_Excerpt provided_

>>>>>

The Conservative Carbon Conspiracy

October 27, 2011

Although China suffers from air pollution in its major cities and rivers, there are cities and rivers with cleaner air and water, such as Chengdu (more than 14 million people), Haikou (more than 2 million), Xiamen (about 3.5 million), Dalian (more than 6 million) and Zhuhai (1.5 million), and the Qi River in the north and the Li River in the south in addition to the Wusuli and Ussuri Rivers in the Northeast, and the Nenjiang River in the midwest.

Since the Western media often focuses on the pollution in China, this may come as a surprise to many, but China, like the United States, has environments that are not polluted.

After three decades of pollution, China is struggling to clean its environment, which in a capitalist, profit driven economic system is a challenge as it is in the United States.

Evidence of China’s efforts to clean its environment reveal itself in the fact that China has more hydroelectric dams (about 26,000—half the world total) than any nation, is replacing its old dirty coal-burning power plants with the latest clean-air technologies in coal power, and is the leader in solar and wind generating electricity in addition to developing safer, cleaner nuclear energy.

In fact, China produces more than 200 gigawatts (GW) of electricity from its hydroelectric dams while the US only produces 80 GW in third place behind Canada’s 89 GW.

However, in the US, conservatives from the Republican Party fight hard to curb environmental laws designed to decrease carbon based pollution due to coal burning power plants and the combustion engine.

There is an old saying in America that harkens back to the revolution, “Give me liberty or give me death,” but today, the unspoken conservative slogan should be “Give me carbon, profits and lower taxes or give me death.”

<<<<<

(A block of data)

>>>>>

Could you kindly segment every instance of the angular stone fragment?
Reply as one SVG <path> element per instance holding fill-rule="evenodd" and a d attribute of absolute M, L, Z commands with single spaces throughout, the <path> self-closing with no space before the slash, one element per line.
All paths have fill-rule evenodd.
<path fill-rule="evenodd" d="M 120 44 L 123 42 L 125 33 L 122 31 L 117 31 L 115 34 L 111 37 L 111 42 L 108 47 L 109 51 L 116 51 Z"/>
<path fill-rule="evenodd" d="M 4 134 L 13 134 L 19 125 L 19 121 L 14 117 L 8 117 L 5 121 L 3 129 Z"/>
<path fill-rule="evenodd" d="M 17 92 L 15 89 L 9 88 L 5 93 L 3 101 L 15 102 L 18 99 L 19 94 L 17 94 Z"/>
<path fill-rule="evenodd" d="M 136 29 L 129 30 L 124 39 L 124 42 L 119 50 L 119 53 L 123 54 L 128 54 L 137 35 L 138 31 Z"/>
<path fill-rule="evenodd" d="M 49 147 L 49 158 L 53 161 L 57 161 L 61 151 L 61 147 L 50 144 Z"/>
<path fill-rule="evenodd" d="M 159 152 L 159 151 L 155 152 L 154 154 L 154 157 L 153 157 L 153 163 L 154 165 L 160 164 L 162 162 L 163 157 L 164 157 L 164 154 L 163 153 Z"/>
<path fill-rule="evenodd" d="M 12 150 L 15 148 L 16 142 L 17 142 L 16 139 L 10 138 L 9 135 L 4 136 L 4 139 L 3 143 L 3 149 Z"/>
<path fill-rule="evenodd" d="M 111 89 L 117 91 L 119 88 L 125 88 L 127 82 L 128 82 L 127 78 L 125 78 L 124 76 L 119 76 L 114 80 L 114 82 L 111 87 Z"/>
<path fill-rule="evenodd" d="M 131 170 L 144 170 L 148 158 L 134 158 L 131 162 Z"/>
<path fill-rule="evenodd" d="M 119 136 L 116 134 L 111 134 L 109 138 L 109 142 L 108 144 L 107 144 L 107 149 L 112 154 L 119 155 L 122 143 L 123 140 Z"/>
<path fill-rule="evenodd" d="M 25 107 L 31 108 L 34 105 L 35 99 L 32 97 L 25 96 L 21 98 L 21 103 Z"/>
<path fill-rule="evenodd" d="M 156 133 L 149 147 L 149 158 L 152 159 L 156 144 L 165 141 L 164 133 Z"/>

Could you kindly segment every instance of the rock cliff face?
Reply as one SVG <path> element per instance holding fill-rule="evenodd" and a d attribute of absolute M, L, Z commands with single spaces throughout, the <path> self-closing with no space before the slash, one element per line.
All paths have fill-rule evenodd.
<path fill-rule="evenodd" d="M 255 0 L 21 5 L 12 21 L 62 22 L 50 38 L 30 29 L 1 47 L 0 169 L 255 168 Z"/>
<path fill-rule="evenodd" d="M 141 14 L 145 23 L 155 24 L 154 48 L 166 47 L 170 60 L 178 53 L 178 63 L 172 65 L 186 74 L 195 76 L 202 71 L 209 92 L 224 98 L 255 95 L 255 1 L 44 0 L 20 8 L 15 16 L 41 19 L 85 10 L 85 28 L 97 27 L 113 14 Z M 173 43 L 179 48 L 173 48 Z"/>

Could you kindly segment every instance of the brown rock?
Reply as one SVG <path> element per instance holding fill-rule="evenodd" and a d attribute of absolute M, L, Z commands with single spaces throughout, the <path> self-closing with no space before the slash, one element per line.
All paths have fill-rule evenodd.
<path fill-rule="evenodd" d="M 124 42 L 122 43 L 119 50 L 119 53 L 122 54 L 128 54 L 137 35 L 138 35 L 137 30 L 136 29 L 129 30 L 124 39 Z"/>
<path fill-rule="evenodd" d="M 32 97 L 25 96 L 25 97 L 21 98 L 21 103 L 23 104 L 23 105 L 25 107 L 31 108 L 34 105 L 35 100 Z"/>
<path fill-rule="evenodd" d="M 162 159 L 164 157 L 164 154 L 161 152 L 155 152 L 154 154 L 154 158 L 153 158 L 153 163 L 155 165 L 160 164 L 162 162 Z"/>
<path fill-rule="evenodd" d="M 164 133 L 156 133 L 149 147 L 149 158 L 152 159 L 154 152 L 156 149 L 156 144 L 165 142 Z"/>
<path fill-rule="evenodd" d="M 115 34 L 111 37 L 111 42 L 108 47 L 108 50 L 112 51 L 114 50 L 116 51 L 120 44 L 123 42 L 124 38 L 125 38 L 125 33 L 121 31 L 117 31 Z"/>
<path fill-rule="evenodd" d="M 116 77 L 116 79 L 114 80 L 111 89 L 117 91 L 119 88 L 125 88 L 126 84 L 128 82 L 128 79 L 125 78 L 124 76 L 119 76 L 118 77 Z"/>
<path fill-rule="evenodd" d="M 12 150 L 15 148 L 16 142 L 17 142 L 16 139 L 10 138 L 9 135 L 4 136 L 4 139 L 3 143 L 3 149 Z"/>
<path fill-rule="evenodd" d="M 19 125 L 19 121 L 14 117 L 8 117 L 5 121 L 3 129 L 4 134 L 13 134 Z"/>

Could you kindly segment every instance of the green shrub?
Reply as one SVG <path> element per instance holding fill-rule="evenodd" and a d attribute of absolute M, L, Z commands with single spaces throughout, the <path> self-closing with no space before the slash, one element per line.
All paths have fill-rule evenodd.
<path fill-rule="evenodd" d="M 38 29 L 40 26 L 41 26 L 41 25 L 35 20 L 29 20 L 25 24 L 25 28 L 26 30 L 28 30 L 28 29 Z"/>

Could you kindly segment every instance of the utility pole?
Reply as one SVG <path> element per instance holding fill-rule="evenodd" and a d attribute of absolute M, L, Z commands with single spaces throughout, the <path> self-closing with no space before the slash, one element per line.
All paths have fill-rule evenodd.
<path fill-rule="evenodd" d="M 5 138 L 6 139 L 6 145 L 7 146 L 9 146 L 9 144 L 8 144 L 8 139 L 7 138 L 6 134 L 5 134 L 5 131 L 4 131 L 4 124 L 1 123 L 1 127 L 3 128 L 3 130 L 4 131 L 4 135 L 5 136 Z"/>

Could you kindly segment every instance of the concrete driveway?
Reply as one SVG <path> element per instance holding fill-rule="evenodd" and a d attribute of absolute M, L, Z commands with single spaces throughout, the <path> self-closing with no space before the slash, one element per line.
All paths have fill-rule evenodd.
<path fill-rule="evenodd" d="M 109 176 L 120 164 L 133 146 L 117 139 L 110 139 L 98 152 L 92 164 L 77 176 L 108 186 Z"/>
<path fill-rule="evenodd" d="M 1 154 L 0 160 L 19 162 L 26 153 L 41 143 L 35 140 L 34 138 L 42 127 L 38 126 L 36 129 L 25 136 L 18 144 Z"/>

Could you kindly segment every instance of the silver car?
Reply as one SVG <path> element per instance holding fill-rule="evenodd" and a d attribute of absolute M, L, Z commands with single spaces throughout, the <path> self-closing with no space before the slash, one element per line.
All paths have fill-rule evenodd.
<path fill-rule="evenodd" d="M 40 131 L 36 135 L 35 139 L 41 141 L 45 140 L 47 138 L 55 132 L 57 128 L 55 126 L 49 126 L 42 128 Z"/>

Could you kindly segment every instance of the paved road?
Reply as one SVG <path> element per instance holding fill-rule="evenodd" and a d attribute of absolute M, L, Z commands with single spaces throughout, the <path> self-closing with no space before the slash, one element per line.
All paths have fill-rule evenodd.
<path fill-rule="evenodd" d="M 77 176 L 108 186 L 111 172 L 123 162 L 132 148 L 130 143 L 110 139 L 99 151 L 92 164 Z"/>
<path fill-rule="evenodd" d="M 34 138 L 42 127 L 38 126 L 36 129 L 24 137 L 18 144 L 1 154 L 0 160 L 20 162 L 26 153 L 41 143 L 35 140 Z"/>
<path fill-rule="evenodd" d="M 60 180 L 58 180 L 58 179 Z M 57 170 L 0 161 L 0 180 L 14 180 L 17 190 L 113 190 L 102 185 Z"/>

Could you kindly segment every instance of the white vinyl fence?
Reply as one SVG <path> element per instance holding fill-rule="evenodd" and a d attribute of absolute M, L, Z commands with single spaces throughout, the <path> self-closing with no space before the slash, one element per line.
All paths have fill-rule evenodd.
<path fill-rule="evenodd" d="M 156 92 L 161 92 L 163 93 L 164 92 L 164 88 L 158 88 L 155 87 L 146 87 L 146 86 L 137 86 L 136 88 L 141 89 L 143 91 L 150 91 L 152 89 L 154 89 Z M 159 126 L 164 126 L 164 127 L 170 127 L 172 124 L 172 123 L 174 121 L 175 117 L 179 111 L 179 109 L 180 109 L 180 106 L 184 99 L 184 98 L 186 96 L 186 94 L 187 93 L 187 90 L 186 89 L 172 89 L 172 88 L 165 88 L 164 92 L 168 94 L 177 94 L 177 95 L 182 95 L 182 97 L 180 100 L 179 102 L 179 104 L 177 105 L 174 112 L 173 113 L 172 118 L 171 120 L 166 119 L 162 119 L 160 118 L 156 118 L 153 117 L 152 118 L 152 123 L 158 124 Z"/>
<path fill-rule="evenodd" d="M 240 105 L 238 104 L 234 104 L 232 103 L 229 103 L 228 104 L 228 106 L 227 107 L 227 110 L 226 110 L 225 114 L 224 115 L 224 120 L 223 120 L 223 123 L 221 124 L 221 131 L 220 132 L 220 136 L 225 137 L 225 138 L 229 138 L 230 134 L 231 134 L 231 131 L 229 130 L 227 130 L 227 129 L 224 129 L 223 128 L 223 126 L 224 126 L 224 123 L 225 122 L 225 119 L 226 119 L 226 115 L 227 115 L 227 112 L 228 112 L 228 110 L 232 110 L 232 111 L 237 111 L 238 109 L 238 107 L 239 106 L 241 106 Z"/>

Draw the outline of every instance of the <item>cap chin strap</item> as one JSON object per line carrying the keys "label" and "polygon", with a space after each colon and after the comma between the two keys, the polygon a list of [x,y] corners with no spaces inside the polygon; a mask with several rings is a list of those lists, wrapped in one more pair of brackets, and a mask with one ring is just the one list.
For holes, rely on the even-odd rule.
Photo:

<<<<<

_Set task 1_
Transcribe the part of the piece on China's pollution and clean energy between "The Conservative Carbon Conspiracy" and "are not polluted.", inclusive.
_Set task 2_
Continue the piece on China's pollution and clean energy past its last sentence.
The data block plays no part in what comes next.

_Answer 1_
The Conservative Carbon Conspiracy

October 27, 2011

Although China suffers from air pollution in its major cities and rivers, there are cities and rivers with cleaner air and water, such as Chengdu (more than 14 million people), Haikou (more than 2 million), Xiamen (about 3.5 million), Dalian (more than 6 million) and Zhuhai (1.5 million), and the Qi River in the north and the Li River in the south in addition to the Wusuli and Ussuri Rivers in the Northeast, and the Nenjiang River in the midwest.

Since the Western media often focuses on the pollution in China, this may come as a surprise to many, but China, like the United States, has environments that are not polluted.

_Answer 2_
For example, the Huffington Post reported, “Obama’s Ozone Standards Retreat Angers Environmental Groups, Ignores Science… Only national enforcement will protect us here in Rhode Island from the ‘bad air’ days we experience due to ozone caused by out-of-state power plants,” Sen. Sheldon Whitehouse (D-R.I.) said in a statement. “Many of these Midwestern power plants have inadequate pollution controls or none at all, and use tall smokestacks to launch the pollution into prevailing winds that bring ozone here to Rhode Island.”

Why would President Obama do this? The answer is pressure from the conservative majority in the House of Representatives that value profit over life.  Conservatives ignore the fact that cutting back on ground-level ozone could save, according to the EPA, an estimated 12,000 American lives, 58,000 asthma attacks and 2.5 million missed school or work days annually.

Meanwhile, the war of words in the US over global warming between conservatives supporting the oil and coal industries and environmentalists continues.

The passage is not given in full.